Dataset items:
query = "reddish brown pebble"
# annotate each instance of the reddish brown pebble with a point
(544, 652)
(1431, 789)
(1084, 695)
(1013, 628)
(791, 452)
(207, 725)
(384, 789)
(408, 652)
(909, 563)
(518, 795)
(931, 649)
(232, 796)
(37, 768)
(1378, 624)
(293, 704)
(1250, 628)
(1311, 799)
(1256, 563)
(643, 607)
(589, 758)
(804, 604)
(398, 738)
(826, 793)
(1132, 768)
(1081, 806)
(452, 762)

Requirement:
Turn every line of the records above into a Markdown table with the columns Row and Line. Number each row and leave out blank lines.

Exercise output:
| Row | Line |
|---|---|
| 1 | query = "reddish brown pebble" |
| 2 | # annotate each instance of the reddish brown pebble with a point |
| 3 | (544, 652) |
| 4 | (1431, 789) |
| 5 | (1084, 695) |
| 6 | (1013, 628) |
| 7 | (791, 452) |
| 8 | (207, 725) |
| 9 | (384, 789) |
| 10 | (408, 652) |
| 11 | (909, 563) |
| 12 | (518, 795) |
| 13 | (931, 649) |
| 14 | (232, 796) |
| 15 | (37, 768) |
| 16 | (1378, 624) |
| 17 | (293, 704) |
| 18 | (1250, 628) |
| 19 | (1311, 799) |
| 20 | (1256, 563) |
| 21 | (643, 607) |
| 22 | (589, 758) |
| 23 | (804, 604) |
| 24 | (398, 738) |
| 25 | (826, 793) |
| 26 | (1132, 768) |
| 27 | (1081, 806) |
| 28 | (452, 762) |